Stated problem :: Rewrite everything from the line containing "Task: locate every instance of the coniferous" down to the line containing "<point>273,78</point>", changing "pollen" to "seed" and leaving the rest of those lines as they are.

Input rows ::
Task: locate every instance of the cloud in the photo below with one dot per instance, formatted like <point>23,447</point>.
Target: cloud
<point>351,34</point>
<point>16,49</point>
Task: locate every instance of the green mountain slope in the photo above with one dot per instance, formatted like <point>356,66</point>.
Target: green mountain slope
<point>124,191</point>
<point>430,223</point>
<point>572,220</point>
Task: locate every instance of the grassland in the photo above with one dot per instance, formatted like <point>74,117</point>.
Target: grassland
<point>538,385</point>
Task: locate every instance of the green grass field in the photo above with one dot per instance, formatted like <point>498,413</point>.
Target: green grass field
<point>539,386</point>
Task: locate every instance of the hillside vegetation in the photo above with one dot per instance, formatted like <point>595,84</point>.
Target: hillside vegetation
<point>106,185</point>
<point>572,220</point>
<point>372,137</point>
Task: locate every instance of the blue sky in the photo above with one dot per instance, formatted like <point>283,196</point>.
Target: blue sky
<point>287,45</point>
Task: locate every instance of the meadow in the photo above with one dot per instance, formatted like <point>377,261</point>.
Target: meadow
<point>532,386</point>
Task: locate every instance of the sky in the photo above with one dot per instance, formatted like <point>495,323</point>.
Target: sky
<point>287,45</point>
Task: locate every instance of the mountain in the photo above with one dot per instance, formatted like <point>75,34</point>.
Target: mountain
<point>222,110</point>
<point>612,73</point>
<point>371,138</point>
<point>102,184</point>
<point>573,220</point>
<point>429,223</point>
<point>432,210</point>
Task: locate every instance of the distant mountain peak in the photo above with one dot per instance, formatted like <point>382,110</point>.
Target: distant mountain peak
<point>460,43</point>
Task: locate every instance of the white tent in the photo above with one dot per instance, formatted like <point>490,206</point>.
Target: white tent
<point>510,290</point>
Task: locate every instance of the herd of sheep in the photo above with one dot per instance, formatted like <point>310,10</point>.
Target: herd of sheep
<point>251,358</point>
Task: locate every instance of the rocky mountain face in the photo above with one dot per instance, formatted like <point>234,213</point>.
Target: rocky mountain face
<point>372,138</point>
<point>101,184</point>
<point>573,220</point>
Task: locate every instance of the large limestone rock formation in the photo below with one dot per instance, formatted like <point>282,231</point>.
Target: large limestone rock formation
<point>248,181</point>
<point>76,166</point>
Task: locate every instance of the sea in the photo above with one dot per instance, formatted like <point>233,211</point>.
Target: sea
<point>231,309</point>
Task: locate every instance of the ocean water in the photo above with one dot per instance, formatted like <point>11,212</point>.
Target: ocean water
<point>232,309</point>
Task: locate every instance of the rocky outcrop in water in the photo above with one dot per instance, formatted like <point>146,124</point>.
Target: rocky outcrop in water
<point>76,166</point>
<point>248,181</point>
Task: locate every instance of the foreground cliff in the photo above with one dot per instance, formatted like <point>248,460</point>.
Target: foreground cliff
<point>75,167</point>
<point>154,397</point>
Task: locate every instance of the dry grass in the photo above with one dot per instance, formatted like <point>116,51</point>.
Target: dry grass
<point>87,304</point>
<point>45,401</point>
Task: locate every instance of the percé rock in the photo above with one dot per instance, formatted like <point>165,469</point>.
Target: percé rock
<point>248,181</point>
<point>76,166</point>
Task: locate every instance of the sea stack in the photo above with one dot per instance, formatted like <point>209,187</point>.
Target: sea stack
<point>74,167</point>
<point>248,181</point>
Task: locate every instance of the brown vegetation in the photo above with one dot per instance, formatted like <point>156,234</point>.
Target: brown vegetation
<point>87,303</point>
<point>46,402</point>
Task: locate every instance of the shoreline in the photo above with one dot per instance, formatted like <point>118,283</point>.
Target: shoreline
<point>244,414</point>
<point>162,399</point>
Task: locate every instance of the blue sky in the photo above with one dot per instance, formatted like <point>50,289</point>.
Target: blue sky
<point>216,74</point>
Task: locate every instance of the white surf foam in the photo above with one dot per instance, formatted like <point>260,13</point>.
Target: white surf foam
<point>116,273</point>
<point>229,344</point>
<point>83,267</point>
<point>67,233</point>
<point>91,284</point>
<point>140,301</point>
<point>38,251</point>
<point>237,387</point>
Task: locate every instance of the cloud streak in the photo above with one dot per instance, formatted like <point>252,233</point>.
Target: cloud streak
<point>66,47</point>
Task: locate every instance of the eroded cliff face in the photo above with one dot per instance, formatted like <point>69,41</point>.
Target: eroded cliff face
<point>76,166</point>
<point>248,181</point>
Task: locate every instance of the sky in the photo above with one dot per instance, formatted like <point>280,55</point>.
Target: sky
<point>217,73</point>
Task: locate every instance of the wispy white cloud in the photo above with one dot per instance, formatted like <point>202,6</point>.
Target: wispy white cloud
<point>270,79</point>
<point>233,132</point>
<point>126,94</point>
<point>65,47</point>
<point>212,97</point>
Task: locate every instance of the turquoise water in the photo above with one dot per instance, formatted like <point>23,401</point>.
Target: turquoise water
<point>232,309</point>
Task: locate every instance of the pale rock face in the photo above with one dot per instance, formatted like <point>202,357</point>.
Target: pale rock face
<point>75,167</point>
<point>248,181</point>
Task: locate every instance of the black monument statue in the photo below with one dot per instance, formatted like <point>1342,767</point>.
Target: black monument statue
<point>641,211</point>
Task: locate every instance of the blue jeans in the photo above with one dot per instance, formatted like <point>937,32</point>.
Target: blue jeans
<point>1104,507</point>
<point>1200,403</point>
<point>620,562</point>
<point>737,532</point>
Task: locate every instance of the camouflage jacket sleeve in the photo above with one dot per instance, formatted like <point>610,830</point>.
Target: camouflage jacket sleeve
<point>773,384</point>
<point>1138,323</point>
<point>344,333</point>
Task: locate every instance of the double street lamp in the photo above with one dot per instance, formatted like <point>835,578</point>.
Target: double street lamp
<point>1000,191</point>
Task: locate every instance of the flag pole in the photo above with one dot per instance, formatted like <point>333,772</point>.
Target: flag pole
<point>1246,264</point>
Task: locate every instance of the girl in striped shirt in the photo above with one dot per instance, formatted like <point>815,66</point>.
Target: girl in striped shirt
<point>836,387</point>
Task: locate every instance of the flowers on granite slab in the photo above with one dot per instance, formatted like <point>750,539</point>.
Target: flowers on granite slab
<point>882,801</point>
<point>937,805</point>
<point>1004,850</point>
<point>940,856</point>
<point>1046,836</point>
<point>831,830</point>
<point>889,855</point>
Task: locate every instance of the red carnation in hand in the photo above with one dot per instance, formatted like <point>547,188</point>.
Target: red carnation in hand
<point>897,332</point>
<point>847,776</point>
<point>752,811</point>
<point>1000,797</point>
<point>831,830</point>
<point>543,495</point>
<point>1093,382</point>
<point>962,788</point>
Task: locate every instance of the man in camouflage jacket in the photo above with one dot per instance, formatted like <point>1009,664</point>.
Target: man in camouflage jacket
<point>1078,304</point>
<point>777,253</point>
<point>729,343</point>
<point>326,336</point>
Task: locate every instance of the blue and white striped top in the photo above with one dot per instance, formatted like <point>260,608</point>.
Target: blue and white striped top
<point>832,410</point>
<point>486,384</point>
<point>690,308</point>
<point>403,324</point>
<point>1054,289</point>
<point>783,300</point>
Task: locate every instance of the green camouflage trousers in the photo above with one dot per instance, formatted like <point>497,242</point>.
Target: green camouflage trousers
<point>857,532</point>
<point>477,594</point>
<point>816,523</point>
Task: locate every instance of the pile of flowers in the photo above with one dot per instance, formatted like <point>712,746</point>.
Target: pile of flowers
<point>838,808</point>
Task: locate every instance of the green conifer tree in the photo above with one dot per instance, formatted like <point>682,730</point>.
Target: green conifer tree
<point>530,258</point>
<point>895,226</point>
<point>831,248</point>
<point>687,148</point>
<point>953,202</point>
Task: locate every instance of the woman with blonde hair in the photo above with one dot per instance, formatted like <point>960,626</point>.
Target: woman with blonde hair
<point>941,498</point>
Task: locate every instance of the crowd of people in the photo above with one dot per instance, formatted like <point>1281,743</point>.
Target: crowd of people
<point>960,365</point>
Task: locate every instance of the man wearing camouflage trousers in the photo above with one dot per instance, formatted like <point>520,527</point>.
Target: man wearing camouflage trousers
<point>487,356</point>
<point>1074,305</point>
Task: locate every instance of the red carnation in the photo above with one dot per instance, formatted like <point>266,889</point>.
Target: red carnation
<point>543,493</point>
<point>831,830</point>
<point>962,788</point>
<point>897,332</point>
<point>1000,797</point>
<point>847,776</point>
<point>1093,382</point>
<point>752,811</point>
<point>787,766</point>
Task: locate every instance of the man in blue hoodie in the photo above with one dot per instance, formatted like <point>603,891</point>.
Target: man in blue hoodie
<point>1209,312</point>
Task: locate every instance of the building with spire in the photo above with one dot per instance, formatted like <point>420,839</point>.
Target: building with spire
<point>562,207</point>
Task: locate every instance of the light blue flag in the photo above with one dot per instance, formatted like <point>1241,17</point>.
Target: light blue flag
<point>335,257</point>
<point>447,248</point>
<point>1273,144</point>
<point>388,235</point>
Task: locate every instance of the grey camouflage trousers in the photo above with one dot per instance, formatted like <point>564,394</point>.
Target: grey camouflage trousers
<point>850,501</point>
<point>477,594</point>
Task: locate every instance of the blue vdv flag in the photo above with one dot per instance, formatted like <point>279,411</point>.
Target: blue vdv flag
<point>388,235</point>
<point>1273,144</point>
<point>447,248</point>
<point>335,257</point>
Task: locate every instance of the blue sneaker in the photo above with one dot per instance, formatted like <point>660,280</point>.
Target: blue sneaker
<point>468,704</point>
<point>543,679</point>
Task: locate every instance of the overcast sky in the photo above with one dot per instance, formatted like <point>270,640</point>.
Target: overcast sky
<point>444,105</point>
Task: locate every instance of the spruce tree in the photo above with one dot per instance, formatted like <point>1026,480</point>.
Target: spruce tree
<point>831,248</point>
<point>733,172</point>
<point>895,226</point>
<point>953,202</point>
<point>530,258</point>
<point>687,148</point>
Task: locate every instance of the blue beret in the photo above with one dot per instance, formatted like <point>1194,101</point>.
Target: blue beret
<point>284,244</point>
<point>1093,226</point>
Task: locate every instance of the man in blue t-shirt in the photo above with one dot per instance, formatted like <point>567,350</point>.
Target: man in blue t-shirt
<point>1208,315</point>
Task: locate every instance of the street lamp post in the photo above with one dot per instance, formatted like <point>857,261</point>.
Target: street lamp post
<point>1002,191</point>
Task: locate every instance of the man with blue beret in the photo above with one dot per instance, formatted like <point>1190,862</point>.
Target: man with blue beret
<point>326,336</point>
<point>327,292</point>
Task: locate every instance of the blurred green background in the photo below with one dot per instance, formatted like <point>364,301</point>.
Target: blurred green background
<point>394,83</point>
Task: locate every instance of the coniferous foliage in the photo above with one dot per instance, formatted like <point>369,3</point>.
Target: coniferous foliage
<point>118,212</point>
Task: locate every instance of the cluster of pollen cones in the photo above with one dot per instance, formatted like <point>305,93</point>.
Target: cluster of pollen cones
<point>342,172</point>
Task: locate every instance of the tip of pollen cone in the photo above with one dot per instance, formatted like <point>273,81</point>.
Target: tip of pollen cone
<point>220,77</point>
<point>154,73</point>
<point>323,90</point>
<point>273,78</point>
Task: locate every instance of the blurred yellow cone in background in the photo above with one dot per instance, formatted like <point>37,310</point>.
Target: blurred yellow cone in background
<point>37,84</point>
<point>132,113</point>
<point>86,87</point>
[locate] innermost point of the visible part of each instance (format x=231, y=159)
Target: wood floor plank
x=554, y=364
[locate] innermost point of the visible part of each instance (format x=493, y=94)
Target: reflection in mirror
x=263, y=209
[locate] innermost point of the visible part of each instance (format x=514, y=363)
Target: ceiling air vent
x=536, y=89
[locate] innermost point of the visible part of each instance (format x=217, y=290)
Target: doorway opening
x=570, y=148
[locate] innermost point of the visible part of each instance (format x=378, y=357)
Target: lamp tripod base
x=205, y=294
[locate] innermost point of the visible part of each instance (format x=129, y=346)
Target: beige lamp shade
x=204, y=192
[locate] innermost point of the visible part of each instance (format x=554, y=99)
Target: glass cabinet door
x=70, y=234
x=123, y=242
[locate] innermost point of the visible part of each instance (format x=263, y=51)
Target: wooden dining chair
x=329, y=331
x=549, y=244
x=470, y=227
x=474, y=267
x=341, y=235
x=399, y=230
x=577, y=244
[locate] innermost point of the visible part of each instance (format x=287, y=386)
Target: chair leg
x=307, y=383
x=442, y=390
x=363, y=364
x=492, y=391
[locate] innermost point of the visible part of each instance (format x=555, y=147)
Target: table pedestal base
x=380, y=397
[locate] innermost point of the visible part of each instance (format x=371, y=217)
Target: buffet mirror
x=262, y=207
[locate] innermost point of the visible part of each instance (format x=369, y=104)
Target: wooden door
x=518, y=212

Reply to the task ::
Task: locate every instance of the coniferous foliage in the photo above with one dot per instance, formatted like <point>369,3</point>.
Target: coniferous foliage
<point>118,212</point>
Task: locate every instance of the cluster of seed cones in the photo above with one dot per instance, formatted like <point>305,93</point>.
Target: cluster of seed cones
<point>342,172</point>
Task: locate every instance of the tip of seed cone in the photo above with one dot per instance, formatted like <point>273,81</point>.
Target: tip of seed cone
<point>220,77</point>
<point>154,73</point>
<point>323,90</point>
<point>273,78</point>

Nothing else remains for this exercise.